[SUPPLIED TEXT]
---------------

Though a time traveler from the 1950s might be blown away by what’s served up as entertainment these days, that same traveler would find comfort in at least one genre that’s survived: television’s scripted comedy, which endures despite the rise of reality shows, vote-by-phone talent contests, shock-u-dramas, and 24-hour news. To reflect on what that means, UCSB’s Carsey-Wolf Center hosts a free conference this Friday, April 27, called It’s All in the … Modern Family, where prominent TV veterans — both those in front of and behind the cameras — will discuss the funny and philosophical sides of sitcoms.
“They’ve had so many premature obituaries over the years,” said Richard Hutton, the center’s executive director, of what he called an “all-pervasive genre” that actually started on radio. “It’s fascinating to see how they’ve not only persisted but flourished.”

---------------

[STUDY MATERIAL]
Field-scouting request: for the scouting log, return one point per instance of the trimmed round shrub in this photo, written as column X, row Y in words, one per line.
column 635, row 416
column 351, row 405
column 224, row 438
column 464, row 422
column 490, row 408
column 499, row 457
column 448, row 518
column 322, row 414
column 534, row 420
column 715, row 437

---------------

[REQUIRED ACTION]
Copy the sitcom conference article again, starting with "Though a time" and going on through "sides of sitcoms.", and swap each "traveler" for "visitor".

[ANSWER TO THE EXERCISE]
Though a time visitor from the 1950s might be blown away by what’s served up as entertainment these days, that same visitor would find comfort in at least one genre that’s survived: television’s scripted comedy, which endures despite the rise of reality shows, vote-by-phone talent contests, shock-u-dramas, and 24-hour news. To reflect on what that means, UCSB’s Carsey-Wolf Center hosts a free conference this Friday, April 27, called It’s All in the … Modern Family, where prominent TV veterans — both those in front of and behind the cameras — will discuss the funny and philosophical sides of sitcoms.